**EXERCISE DESCRIPTION:** Read the records and gather each line that includes "Where".

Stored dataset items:
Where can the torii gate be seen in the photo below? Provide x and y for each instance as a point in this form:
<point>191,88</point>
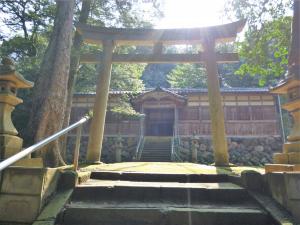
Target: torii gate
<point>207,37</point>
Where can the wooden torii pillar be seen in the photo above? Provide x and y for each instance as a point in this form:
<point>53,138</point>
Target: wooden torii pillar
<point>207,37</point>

...

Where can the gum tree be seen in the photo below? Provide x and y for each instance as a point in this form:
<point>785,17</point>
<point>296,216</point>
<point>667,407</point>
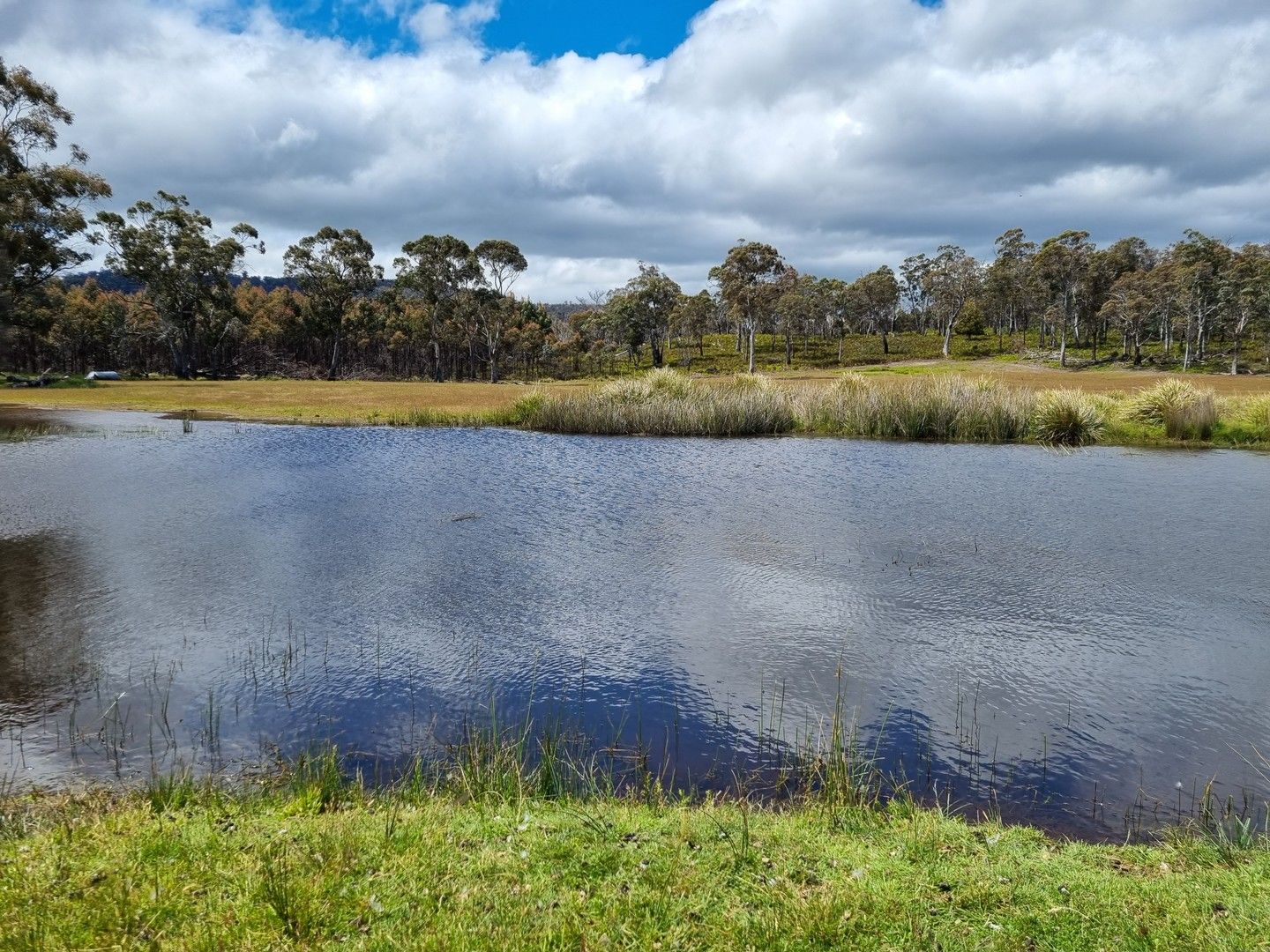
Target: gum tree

--

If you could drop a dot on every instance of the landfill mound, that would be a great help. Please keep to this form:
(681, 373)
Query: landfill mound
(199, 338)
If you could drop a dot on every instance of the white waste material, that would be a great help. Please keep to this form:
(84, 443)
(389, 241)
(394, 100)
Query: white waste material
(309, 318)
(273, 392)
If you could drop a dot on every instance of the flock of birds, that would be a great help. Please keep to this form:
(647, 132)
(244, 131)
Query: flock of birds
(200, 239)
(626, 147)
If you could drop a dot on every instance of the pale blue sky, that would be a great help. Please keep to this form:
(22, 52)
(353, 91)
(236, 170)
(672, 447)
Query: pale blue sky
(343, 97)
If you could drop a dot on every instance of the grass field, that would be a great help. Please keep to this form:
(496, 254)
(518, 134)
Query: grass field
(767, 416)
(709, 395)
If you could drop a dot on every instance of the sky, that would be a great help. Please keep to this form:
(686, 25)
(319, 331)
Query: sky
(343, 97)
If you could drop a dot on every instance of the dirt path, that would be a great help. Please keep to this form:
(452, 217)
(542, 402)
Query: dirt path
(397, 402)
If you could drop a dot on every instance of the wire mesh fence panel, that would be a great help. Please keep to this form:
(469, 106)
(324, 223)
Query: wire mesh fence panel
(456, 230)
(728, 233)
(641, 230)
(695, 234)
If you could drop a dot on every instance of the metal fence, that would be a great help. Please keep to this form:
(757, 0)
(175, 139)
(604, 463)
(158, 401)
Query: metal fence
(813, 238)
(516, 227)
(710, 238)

**SOLUTION FOR THIS PROBLEM:**
Where can the torii gate be seen in the photo below? Provide x and y for each instance as a point in this form:
Where can the wooden torii pillar be seen in the photo above? Provide x and y for each instance as a point in this form:
Where can the gum tree be seen in the photo below? Provide x and y for each instance as a point in this form:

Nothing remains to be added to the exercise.